### Task to complete
Nothing should appear in the answer except the lines from the one containing "Q: For each instance of the tree" through the end of the records below, written out exactly.

### Excerpted records
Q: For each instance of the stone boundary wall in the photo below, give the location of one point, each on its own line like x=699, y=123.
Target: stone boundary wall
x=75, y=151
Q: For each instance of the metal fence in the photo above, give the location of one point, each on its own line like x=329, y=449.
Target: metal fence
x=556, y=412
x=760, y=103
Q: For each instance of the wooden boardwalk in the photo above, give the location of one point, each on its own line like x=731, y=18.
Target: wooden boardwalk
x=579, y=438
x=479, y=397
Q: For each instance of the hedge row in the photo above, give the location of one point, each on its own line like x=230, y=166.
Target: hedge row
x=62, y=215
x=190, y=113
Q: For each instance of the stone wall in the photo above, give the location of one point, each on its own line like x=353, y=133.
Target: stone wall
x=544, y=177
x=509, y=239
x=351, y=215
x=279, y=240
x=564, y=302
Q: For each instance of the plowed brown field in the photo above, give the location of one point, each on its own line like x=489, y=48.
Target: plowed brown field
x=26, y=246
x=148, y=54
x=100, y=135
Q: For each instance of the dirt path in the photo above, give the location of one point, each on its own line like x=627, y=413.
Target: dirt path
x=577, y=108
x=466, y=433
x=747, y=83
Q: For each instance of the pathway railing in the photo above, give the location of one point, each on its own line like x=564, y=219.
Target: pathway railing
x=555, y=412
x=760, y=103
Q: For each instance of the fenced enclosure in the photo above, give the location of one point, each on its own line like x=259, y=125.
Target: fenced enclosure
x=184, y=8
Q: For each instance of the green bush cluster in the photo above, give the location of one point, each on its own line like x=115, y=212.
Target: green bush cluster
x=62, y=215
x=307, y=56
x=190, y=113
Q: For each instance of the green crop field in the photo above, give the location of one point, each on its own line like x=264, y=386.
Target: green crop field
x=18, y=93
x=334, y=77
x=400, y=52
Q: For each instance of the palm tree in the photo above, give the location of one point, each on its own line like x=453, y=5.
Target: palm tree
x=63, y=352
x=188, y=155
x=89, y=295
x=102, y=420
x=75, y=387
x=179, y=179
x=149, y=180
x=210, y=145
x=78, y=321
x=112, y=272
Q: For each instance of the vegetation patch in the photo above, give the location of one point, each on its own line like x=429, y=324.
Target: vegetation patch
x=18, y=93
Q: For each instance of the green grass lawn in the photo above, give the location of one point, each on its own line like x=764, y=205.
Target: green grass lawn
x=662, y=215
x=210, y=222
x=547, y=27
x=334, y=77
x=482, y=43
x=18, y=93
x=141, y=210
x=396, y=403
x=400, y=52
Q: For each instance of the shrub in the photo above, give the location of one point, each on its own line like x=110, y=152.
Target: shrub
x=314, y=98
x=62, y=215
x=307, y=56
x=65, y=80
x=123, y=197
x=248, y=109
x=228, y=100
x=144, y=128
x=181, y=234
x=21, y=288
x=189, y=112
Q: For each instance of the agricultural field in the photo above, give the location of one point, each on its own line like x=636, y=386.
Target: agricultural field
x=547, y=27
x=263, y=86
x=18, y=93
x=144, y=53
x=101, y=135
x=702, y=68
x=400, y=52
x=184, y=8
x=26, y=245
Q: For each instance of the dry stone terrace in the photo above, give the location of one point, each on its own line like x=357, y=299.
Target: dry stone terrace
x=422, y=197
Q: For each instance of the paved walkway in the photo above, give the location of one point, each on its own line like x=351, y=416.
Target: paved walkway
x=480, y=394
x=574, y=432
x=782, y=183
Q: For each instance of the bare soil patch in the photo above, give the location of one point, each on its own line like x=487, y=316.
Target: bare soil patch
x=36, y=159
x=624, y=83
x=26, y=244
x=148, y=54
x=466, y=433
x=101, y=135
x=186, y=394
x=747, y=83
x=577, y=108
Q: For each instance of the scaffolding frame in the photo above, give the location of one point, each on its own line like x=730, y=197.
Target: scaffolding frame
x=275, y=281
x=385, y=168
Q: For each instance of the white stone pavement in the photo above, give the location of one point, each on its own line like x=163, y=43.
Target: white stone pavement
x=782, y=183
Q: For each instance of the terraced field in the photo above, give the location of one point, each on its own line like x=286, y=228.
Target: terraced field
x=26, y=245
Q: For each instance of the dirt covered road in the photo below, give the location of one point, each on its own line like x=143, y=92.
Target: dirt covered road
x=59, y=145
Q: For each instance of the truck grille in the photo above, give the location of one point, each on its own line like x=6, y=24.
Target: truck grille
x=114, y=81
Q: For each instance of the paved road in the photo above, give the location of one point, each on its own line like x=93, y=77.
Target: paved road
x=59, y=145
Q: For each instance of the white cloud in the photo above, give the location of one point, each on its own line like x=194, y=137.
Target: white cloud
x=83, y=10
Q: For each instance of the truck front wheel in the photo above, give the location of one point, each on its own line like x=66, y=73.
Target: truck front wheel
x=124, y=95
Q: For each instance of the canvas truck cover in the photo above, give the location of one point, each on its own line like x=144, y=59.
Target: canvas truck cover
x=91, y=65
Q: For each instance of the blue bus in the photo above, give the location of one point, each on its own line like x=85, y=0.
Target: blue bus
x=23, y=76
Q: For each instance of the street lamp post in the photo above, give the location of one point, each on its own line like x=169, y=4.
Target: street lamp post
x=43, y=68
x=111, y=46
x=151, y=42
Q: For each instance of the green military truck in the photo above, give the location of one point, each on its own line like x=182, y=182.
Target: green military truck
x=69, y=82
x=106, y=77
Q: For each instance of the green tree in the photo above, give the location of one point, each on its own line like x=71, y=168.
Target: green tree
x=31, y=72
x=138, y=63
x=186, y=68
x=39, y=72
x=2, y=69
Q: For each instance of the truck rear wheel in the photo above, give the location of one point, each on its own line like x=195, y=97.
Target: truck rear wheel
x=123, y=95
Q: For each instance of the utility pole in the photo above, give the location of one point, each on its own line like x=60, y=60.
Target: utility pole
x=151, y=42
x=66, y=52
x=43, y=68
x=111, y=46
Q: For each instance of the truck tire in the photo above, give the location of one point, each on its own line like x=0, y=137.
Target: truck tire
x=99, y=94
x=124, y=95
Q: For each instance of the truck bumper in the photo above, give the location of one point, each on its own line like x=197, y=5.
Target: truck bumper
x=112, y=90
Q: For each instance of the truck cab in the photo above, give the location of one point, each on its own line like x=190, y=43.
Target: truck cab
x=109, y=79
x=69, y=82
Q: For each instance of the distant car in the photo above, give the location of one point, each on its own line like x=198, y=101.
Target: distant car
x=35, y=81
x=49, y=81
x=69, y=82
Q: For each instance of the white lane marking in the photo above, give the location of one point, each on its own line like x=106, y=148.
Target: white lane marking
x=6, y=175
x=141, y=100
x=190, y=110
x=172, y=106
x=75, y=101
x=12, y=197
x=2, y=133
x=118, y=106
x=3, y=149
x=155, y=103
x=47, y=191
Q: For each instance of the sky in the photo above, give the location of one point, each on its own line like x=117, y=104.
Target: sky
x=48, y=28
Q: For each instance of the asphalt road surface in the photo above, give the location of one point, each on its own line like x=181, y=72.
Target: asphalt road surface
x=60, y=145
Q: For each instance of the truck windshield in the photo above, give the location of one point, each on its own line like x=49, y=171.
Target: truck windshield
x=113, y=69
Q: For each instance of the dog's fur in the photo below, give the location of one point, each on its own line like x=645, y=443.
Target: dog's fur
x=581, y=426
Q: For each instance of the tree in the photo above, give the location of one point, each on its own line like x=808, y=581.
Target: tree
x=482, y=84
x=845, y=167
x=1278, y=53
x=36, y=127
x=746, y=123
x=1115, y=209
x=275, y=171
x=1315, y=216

### Answer space
Q: For each instance of the tree in the photo above, give the location of one point, each on its own line like x=808, y=581.
Target: tree
x=482, y=84
x=845, y=167
x=1278, y=53
x=36, y=127
x=746, y=123
x=1115, y=209
x=275, y=171
x=1315, y=216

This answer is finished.